* [Supplied records]:

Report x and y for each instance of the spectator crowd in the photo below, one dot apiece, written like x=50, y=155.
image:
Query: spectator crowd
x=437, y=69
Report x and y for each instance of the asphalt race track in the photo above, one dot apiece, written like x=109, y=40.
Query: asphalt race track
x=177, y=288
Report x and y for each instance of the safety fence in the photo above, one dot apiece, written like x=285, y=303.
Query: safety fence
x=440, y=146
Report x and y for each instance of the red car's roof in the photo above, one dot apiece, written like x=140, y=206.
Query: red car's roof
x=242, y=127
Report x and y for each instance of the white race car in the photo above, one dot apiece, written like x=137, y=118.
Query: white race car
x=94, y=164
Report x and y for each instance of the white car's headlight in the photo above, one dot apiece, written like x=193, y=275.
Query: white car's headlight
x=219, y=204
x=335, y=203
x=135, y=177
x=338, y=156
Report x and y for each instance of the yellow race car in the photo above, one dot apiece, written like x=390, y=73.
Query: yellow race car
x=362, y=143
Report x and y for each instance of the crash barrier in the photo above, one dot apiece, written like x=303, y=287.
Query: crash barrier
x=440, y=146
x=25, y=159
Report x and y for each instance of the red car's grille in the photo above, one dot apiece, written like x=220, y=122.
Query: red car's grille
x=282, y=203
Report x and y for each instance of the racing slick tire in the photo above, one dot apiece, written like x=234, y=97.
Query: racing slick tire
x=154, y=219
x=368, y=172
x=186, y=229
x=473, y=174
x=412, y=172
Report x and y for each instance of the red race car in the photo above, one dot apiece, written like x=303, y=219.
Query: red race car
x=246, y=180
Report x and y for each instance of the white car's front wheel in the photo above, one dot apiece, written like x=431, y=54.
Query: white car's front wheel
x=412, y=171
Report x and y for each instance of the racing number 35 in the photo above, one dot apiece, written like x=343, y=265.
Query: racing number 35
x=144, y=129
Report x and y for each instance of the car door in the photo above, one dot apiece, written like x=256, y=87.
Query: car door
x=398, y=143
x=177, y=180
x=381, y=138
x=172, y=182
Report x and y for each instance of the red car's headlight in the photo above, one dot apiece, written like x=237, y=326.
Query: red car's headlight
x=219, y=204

* [To be done]: Copy every row above word for word, line by line, without changing anything.

* [Output of the exercise]:
Report x and y for each instance of the spectator crowd in the photo below, one dot apiece, written like x=50, y=155.
image:
Query: spectator crowd
x=437, y=69
Report x and y for each instance of the asphalt race track in the photo above, one dot apiece, written like x=109, y=40.
Query: asphalt race track
x=177, y=288
Report x and y for each instance of the safety fence in the photo above, one dot apiece, written like x=285, y=303.
Query: safety fence
x=440, y=146
Report x and y for each instance of the red car's roof in the photo above, one dot apiece, written like x=140, y=206.
Query: red car's roof
x=242, y=127
Report x and y for each instance of the white race car in the photo above, one dot apiece, written like x=137, y=118.
Query: white race car
x=94, y=164
Report x and y for each instance of the white car's headlight in the photo above, one dot apiece, written like x=193, y=275.
Query: white car's headlight
x=219, y=204
x=335, y=203
x=135, y=177
x=338, y=156
Report x and y for each instance of the yellow race car in the photo above, one dot apiece, written like x=390, y=73.
Query: yellow race car
x=362, y=143
Report x and y for each instance of the crash barrier in the photo above, one dot apiece, written like x=303, y=287.
Query: crash barrier
x=440, y=146
x=25, y=159
Report x and y for each instance of the red car's grille in the photo above, one dot apiece, written like x=220, y=122.
Query: red car's grille
x=282, y=203
Report x and y for each instance of the racing slick tire in the photo above, one dot apiece, written like x=234, y=97.
Query: racing slick tire
x=154, y=219
x=368, y=172
x=186, y=229
x=473, y=174
x=412, y=172
Report x and y for each instance of the red race car in the photo above, one dot apiece, written like x=303, y=219.
Query: red race car
x=246, y=180
Report x and y for each instance of the white car's front wheel in the photo above, one dot apiece, written like x=431, y=54.
Query: white car's front wheel
x=412, y=171
Report x and y for each instance of the racing number 35 in the photo above, one dot apiece, written like x=343, y=265.
Query: racing number 35
x=144, y=129
Report x and y for each instance of the car door in the photo above, one dot apiece, written like x=256, y=87.
Query: car door
x=398, y=143
x=177, y=180
x=381, y=138
x=172, y=182
Report x and y for each instance of the red car's headlight in the photo above, one dot apiece, written like x=237, y=326.
Query: red car's headlight
x=219, y=204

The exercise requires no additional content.